Но если нельзя и не нужно говорить о самой музыке или пытаться передать словами то несказанное, о котором только она одна и может поведать, то это вовсе не значит, что самый «язык» музыки не имеет определимых и в сущности давно уже определенных элементов. Если бы элементы эти не были определены, то мы не имели бы великой исторической музыки, как искусства.

Да, в начале была песня. Запевший эту песню человек в простоте своей, конечно, не задумался над выбором элементов, он не придумал их, несказанное само сказалось. Но песня все же сложилась, то есть согласовалась из отдельных звуков, ставших уже ее элементами.

◆ ◆ ◆ ◆ ◆

[Ваша задача]
Подхватите текст о языке музыки и продолжите его сразу после последнего приведенного предложения. Строки, приведенные далее, — самостоятельный материал, не связанный с текстом о языке музыки.

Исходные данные
◆ ◆ ◆ ◆ ◆

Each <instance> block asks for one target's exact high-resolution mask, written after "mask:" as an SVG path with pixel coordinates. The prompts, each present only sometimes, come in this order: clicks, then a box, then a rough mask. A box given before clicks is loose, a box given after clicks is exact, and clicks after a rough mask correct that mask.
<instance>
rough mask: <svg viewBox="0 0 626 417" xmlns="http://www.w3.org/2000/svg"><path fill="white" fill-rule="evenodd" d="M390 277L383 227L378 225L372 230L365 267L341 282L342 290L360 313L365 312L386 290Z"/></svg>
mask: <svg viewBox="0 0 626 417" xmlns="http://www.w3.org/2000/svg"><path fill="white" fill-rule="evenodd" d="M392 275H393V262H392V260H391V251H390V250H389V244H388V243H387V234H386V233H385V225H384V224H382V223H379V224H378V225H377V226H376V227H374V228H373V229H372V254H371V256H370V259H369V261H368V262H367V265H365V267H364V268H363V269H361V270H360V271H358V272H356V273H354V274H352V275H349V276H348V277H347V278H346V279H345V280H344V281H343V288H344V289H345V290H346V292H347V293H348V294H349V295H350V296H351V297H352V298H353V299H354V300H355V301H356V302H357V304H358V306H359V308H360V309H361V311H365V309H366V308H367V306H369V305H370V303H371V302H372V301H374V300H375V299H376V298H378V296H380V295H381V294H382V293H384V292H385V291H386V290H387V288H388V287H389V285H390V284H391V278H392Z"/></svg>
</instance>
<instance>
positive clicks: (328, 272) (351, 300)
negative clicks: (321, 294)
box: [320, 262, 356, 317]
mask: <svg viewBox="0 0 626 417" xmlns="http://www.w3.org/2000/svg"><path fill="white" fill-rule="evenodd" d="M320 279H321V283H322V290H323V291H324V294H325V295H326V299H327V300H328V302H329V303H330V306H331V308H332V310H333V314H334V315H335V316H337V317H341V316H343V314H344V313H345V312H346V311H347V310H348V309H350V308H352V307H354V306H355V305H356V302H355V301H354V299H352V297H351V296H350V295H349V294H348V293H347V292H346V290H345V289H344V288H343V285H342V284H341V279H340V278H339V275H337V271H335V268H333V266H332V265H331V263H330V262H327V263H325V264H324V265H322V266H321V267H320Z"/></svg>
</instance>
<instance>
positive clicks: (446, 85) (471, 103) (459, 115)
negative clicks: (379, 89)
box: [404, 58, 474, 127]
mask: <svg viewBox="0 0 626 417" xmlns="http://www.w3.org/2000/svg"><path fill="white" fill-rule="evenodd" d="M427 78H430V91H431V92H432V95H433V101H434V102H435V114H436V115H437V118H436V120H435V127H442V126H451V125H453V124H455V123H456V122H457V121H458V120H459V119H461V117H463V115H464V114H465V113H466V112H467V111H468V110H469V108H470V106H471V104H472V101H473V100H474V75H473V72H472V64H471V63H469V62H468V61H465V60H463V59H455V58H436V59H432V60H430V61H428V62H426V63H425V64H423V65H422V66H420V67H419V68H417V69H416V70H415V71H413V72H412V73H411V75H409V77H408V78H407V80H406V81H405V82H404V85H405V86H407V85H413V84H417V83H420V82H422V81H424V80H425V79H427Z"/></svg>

◆ ◆ ◆ ◆ ◆

[Результат выполнения]
Но запевший о несказанном человек был не один. Его неудержимо влекло поделиться своей песней с другими. Он вовсе и не считал, не хотел называть эту песню только своей. Он по человечности своей предполагал несказанное и в других душах и пытался согласовать отражение несказанного в этих душах с его отражением в своей. Он стремился н е к самому множеству отражений и н е к разнообразию их, а к согласованию этого множества и разнообразия в одно целое, он стремился только к правде несказанного. И поскольку он не нарушал стремления к ней, постольку он к ней и приближался.

На пути этого общего стремления, этого окружения правды несказанного, образовался музыкальный «язык». Элементы его не нуждаются в оправдании постольку, поскольку они (каждый в отдельности и в своем взаимоотношении подчиненные духу человеческому) обнаруживают такую же централизованность и согласованность в своем стремление к единству и простоте.

Эти элементы нуждаются нисколько не больше в оправдании, чем элементы человеческой речи (то есть слова). Они нисколько не более условны.

Всякая условность предполагает до себя какое-то слово. Если бы условность человеческой речи не предполагала до ее образования, до ее согласования этого начального слова – разума (смысла), то мы по всей вероятности никогда бы не сговорились до общих слов, общих смыслов.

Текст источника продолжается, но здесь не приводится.